> About this exercise
Repeat exactly, and only, the lines from the one containing "Every instance of the lips" through the end of the records.

> Dataset content
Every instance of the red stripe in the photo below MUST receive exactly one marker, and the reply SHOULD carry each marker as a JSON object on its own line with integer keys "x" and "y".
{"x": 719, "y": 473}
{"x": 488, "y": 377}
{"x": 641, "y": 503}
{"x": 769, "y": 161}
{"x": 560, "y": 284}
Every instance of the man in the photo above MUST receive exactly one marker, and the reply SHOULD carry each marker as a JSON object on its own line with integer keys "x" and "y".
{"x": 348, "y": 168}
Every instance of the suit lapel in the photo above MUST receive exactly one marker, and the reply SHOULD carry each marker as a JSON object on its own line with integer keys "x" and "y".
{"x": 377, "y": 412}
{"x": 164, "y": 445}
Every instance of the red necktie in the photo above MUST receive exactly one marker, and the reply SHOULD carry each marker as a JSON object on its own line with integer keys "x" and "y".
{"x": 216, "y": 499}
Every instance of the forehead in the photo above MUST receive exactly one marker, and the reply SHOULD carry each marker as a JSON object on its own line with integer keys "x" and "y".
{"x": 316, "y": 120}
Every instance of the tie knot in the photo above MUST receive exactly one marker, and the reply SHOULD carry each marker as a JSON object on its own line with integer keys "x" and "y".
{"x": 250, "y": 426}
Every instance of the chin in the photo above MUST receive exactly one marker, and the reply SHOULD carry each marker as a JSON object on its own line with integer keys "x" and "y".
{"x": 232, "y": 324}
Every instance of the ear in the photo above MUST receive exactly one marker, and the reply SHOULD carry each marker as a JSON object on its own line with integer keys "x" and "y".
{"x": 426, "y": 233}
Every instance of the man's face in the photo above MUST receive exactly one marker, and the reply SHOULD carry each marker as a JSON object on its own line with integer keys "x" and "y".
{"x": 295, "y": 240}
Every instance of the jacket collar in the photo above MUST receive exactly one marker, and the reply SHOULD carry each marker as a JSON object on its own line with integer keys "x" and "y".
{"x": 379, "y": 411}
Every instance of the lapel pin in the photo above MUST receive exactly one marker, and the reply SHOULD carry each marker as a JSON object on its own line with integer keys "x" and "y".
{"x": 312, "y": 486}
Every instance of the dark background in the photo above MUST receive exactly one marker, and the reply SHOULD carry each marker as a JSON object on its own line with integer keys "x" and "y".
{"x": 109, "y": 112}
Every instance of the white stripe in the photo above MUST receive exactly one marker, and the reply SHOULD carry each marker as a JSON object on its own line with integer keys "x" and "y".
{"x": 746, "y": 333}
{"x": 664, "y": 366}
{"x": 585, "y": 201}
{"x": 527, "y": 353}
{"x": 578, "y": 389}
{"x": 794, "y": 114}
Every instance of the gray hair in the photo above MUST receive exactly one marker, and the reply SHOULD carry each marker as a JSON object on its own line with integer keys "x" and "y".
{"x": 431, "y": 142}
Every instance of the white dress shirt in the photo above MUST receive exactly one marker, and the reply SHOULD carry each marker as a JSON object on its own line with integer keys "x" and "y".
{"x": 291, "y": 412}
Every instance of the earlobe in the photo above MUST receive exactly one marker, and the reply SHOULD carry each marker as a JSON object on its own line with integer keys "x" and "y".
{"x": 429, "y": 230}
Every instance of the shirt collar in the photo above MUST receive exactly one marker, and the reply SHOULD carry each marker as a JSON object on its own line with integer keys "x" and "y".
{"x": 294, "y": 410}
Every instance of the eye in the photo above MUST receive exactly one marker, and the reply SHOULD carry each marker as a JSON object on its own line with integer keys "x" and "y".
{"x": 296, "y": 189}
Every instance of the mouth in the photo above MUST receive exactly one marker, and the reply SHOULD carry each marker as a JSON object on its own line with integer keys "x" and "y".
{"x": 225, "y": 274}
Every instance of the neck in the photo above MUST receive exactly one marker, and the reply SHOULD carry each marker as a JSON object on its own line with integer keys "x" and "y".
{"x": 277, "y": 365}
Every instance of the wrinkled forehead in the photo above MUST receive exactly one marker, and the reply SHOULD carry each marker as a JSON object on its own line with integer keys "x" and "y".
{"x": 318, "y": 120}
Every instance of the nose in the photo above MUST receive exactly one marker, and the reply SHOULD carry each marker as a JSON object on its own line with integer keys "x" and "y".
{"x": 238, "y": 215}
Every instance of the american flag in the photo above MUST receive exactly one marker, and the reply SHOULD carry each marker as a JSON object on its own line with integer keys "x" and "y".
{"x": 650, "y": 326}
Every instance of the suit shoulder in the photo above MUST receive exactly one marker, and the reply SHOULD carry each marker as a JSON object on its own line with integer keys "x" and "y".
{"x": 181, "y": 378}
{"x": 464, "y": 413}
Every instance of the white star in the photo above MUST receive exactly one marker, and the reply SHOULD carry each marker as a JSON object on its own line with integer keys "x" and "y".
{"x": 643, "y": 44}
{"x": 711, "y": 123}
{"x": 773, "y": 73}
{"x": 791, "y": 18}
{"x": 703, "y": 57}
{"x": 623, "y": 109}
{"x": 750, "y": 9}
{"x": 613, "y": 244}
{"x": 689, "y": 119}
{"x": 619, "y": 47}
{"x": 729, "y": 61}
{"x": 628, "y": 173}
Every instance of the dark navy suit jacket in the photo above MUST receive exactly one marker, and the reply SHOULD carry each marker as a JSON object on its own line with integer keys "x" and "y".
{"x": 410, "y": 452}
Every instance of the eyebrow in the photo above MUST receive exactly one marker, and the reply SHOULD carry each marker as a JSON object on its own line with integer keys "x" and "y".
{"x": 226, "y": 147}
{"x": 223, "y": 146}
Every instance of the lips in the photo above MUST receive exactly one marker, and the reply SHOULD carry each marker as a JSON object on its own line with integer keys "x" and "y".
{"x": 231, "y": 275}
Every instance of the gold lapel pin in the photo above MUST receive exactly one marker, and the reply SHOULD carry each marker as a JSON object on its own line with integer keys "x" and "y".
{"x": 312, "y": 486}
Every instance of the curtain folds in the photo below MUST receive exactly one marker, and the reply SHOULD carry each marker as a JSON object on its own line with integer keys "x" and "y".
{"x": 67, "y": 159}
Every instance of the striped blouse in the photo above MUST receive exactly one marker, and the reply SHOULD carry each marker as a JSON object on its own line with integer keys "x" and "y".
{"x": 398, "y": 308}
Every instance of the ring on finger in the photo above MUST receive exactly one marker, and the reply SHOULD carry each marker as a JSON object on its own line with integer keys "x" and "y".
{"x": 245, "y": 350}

> Written response
Every instance of the lips in the photo above MUST receive exactly one marker, and the reply SHOULD carry each marker as a JSON object on its own line with integer keys "x" and "y".
{"x": 231, "y": 275}
Every instance of the gold lapel pin in the photo above MUST receive exactly one marker, and the reply SHOULD carry each marker as a JSON object on its own line with integer keys "x" and "y".
{"x": 312, "y": 486}
Every instance of the curtain folds in the photo below MUST receive exactly one marker, and the reply SHOULD carry each marker as a JSON object on its own line with integer keys "x" and "y".
{"x": 67, "y": 159}
Every instance of the striped blouse in the photo above MUST receive exactly one marker, and the reply SHOULD carry each marker as a JSON object on its own line with integer keys "x" and "y".
{"x": 398, "y": 308}
Every instance of the ring on finger in the photo above MUST receive exactly one marker, and the reply SHOULD carry each marker as a JSON object on its own line with integer keys "x" and "y".
{"x": 245, "y": 350}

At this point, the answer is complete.